> Text for analysis

---*---

Increasing rates of obesity among children should be framed as a critical issue, according to global health experts. Addressing overweight and obesity early on could preventing the development of other noncommunicable diseases.
Around the world, more than 340 million children and adolescents are affected by overweight and obesity. Over 38 million children under the age of five are already living with obesity, suffering the physical and emotional impact of the disease.
“Children living with NCDs often experience stigma, negative impact on their well-being. They can have difficulty with their peer relations and they can undermine their learning potential as well,” said Jo Jewell, a nutrition specialist. “So this is something that can affects the developments and well-being of children in many dimensions.”
Jewell, a nutritionist at the United Nations children’s agency UNICEF, was speaking during a webinar Noncommunicable Diseases (NCD) Alliance. Experts met to discuss how to implement the World Health Organisation’s (WHO) Global Diabetes Compact.
Global Diabetes Compact
The WHO’s new global diabetes compact aims to bring a much-needed boost to efforts to prevent diabetes. It also works to bring treatment to all who need it.
“The need to take urgent action on diabetes is clearer than ever. The number of people with diabetes has quadrupled in the last 40 years. It is the only major noncommunicable disease for which the risk of dying early is going up, rather than down,” said WHO Director-General Dr Tedros Adhanom Ghebreyesus.
The top four most prevalent NCDs around the world are cardiovascular diseases (like heart attacks and stroke), cancer, chronic respiratory diseases (such as chronic obstructed pulmonary disease and asthma) and diabetes, according to the WHO.

---*---

> Work order
List the four noncommunicable diseases that the article on childhood obesity names as the most prevalent worldwide, according to the WHO.

---*---

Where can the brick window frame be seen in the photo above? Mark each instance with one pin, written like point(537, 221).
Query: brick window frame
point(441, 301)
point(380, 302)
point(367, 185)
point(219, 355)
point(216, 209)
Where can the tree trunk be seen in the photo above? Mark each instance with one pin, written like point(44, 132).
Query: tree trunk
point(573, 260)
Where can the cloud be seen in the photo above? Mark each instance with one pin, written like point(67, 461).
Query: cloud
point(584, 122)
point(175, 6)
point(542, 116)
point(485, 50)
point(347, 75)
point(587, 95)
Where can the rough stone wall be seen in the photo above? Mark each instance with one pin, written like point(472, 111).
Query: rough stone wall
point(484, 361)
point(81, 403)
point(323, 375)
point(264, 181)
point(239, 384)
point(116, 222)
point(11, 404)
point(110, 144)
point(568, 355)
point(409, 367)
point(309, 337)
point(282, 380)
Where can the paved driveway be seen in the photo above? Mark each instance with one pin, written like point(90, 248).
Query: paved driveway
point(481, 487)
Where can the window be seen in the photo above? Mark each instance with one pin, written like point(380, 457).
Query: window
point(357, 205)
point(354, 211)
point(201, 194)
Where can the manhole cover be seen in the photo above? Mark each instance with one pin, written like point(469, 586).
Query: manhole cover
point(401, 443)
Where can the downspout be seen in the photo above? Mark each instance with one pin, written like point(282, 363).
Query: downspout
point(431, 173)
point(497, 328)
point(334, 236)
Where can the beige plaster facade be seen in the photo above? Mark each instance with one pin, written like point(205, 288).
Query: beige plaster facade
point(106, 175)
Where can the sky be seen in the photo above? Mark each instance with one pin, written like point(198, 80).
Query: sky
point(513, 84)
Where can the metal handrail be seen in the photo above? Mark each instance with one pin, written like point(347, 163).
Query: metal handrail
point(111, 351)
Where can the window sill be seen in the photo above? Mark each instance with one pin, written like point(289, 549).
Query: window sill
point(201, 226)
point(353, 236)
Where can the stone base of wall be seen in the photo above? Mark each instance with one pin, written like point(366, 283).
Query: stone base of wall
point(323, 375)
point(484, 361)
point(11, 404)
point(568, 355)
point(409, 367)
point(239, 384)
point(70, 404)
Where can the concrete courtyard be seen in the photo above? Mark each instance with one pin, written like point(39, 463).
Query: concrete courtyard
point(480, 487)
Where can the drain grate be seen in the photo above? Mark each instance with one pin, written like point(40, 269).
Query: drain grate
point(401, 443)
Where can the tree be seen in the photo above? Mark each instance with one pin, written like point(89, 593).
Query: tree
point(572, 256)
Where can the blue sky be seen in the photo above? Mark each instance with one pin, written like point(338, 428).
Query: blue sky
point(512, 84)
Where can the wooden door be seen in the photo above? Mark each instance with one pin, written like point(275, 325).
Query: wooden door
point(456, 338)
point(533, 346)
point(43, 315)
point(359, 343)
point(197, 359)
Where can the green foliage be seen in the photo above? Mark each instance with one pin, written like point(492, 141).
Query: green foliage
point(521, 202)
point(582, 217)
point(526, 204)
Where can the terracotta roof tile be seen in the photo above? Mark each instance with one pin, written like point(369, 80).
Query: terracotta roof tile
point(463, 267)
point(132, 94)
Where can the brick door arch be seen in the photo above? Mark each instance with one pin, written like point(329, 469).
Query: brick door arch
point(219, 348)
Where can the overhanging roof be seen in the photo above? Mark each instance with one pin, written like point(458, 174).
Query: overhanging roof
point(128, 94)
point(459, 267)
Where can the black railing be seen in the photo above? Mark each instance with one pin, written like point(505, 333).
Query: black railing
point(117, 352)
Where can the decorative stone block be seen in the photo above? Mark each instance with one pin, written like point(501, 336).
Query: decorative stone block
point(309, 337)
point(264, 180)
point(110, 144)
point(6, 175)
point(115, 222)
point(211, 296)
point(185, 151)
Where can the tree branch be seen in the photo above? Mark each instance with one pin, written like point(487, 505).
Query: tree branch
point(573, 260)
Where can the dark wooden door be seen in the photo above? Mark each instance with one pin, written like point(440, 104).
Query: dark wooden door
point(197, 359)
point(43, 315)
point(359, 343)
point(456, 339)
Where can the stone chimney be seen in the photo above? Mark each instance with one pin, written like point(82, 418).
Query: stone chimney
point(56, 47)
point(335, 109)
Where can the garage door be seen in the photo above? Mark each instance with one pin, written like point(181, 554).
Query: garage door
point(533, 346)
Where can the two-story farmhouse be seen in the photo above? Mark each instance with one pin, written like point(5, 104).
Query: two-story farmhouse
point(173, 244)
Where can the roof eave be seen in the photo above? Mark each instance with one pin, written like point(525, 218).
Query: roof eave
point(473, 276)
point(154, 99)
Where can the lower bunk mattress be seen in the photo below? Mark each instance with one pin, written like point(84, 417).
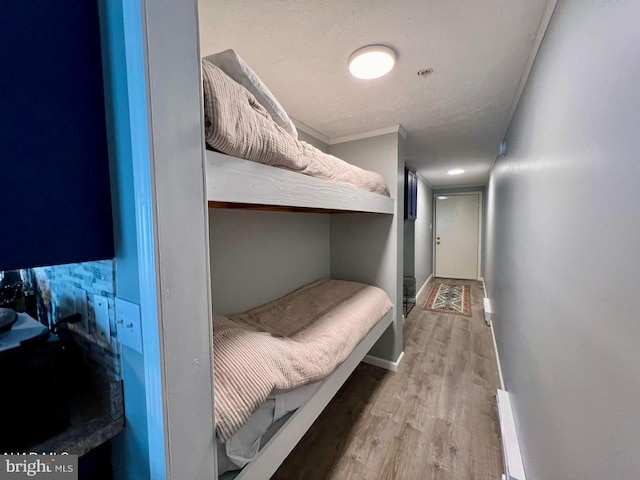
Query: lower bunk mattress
point(291, 342)
point(244, 445)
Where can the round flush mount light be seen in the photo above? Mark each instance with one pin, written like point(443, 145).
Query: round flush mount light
point(372, 62)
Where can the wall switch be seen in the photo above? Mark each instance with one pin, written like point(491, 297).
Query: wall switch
point(128, 324)
point(80, 300)
point(101, 309)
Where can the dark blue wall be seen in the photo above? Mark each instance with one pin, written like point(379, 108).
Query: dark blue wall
point(54, 174)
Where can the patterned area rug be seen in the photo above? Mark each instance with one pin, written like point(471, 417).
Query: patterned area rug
point(450, 299)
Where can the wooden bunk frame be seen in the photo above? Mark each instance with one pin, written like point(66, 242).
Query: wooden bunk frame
point(283, 441)
point(237, 183)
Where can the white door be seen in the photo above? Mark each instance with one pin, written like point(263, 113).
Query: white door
point(457, 222)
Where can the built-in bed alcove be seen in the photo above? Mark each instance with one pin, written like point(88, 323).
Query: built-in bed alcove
point(271, 231)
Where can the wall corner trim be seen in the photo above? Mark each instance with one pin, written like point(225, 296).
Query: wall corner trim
point(382, 363)
point(368, 134)
point(510, 445)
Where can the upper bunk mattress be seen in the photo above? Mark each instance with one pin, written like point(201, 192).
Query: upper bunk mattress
point(238, 125)
point(293, 341)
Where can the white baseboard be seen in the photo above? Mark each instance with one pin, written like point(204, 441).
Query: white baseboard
point(424, 285)
point(510, 445)
point(382, 363)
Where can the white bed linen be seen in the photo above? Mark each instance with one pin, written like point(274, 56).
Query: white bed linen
point(244, 445)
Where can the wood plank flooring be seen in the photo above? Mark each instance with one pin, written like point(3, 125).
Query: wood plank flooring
point(435, 418)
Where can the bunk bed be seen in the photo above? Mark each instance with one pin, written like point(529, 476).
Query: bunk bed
point(240, 175)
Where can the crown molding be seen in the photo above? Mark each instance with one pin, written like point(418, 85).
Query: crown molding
point(370, 133)
point(311, 131)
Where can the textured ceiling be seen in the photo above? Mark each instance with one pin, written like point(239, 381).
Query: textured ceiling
point(455, 117)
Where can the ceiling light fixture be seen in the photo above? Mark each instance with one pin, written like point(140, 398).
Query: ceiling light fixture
point(372, 61)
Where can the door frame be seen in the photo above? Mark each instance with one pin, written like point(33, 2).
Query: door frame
point(480, 221)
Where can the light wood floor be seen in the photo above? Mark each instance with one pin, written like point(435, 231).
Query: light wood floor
point(436, 418)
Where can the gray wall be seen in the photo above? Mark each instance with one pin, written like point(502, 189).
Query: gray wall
point(423, 230)
point(257, 257)
point(563, 234)
point(408, 250)
point(368, 247)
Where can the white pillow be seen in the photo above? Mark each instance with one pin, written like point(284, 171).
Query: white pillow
point(230, 63)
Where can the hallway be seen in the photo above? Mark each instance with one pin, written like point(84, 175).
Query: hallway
point(435, 418)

---*---

> Task output
Cardiovascular diseases, cancer, chronic respiratory diseases, and diabetes.